**TRECHO PARA LEITURA**
***

Título: A lavagem de dinheiro e o dolo eventual
Autor: Mello , Renato de
Fonte: Valor Econômico, 16/10/2012, Política, p. A5

A distinção entre o querer o resultado e uma simples questão culposa sempre foi duvidosa em sede penal. Mais nebulosa ainda é a questão fronteiriça entre o chamado dolo eventual e a culpa consciente. Essa questão, já tateada no processo do mensalão - a Ação Penal nº 470 - no Supremo Tribunal Federal (STF), é significativamente retomada agora, nas discussões relativas à lavagem de dinheiro.

Segundo o artigo 18 do Código Penal, diz-se crime doloso quando o agente quis o resultado ou assumiu o risco de produzi-lo. De outro lado, diz-se crime culposo quando o agente deu causa ao resultado por negligência, imprudência ou imperícia. Assevera ainda, que, salvo em casos expressos em lei, ninguém pode ser punido por fato previsto como crime, senão quando o pratica dolosamente. Em outras palavras, a regra é a punição por fatos dolosos.

A chamada assunção do risco pode configurar uma abordagem complexa de conduta dolosa. Seria o dolo eventual, visto, no Brasil, normalmente através de concepções de probabilidade, sentimento ou consentimento. O desprezo pela ocorrência de determinado evento já autorizaria determinada punição. Essas alegações ganharam espaço significativo, em especial no que se refere à duvidosa compreensão dos crimes de trânsito.

Embora isso se dê nesse quadrante, a situação é muito mais grave em um tipo penal amplo, como é o caso da lavagem de dinheiro. O alerta foi feito, durante a apresentação dos votos, pelo ministro Marco Aurélio Mello. Qual, enfim, deveria ser a abrangência a ser dada para o crime de lavagem de dinheiro? Caberia, nele, o emprego do dolo eventual?

A ministra Rosa Weber mencionou, pontualmente, a aceitação da possibilidade de imputação penal por lavagem dentro de uma visão de dolo eventual. Mas - e isso foi destacado em vários momentos - como se interpretar essa questão em determinadas profissões, como seria o caso de médicos e advogados? Quais as implicações que isso pode ter no dia a dia do profissional liberal? Seria este responsável pelo mero exercício de seu labor?

No estrangeiro se verificam algumas punições de advogados por lavagem de dinheiro pelo único fato de terem recebido valores de honorários com origem suspeita. Essa importação de ideias chega com bastante impacto no Brasil, principalmente depois que a Lei nº 12.683, de 2012, alterou a redação de vários artigos da Lei nº 9.613, de 1998, mudando, pois, a própria definição nacional da lavagem de dinheiro.

***

**ITENS APRESENTADOS**
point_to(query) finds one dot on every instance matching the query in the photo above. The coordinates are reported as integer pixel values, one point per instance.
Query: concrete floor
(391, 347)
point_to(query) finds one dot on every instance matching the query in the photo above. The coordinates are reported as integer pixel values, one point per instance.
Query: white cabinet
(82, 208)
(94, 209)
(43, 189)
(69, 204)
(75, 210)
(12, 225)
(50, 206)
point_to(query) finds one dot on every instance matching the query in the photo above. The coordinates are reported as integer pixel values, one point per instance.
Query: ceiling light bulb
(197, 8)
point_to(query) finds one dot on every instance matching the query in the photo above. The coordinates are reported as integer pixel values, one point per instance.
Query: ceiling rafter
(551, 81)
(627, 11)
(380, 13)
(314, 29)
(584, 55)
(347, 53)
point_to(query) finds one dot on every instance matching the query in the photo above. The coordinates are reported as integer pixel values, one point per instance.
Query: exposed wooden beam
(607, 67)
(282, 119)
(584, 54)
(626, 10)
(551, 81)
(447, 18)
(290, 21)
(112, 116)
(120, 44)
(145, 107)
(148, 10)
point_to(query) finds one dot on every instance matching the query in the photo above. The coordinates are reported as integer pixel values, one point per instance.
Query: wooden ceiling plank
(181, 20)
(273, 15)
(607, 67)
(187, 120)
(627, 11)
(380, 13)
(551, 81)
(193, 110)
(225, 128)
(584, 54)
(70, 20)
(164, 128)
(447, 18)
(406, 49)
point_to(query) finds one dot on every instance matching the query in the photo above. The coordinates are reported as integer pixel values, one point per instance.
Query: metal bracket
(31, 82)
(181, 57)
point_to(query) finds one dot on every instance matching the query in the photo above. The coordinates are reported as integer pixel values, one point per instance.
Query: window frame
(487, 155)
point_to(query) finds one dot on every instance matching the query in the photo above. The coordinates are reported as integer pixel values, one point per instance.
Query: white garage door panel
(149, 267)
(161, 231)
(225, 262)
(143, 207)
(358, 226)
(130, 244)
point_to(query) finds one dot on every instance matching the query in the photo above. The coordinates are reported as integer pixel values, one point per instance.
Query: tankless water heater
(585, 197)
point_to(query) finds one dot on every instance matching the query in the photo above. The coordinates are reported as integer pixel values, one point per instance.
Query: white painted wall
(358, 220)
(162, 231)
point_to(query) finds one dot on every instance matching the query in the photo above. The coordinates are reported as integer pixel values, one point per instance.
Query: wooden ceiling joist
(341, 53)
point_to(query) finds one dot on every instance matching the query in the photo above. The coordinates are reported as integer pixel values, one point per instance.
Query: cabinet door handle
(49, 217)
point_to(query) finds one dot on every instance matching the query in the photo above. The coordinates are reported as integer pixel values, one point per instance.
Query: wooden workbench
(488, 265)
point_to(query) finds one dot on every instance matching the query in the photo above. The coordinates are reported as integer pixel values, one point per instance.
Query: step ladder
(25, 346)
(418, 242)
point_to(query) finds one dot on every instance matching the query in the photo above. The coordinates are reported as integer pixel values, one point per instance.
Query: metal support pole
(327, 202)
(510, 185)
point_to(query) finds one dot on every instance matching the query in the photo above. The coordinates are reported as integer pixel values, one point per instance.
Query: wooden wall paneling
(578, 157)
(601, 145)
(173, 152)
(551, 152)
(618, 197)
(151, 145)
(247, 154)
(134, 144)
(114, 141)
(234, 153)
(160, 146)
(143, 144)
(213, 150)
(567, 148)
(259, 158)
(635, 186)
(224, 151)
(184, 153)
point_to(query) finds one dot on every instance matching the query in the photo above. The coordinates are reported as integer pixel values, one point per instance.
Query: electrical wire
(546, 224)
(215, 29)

***

**REQUISITO A**
Segundo o trecho sobre lavagem de dinheiro, que lei de 2012 alterou a redação de vários artigos da Lei nº 9.613, de 1998?
**REQUISITO B**
Prossiga o trecho sobre lavagem de dinheiro a partir da última frase apresentada.

**RESPOSTA A**
A Lei nº 12.683, de 2012.

**RESPOSTA B**
Há alguns anos, defendeu-se, no Senado Federal brasileiro, a proibição de que determinados acusados pudessem contratar advogados. Sua defesa deveria ser realizada unicamente por advogados públicos, não podendo, assim, haver o menor desfrute de um dinheiro sujo. Confundia-se, à época, a noção de utilizar dinheiro criminoso e o direito à ampla defesa. Este, sagrado, deve ser garantido em sua plenitude, o que equivale, também, à garantia de livre eleição do advogado constituído.

Muitas teses são discutidas em relação à criminalização, ou não, do advogado pelo fato de receber esses dinheiros de origem suspeita. Fala-se de adequação profissional, proibição de regresso, garantia constitucional de defesa, risco das condutas e condutas neutras, entre tantas. Também nessa quadra são encontradas mais teorias do que se imagina, não havendo resposta simples à questão posta. Apesar de condenações serem presentes, essa não é, de modo algum, a regra. É, sim, exceção.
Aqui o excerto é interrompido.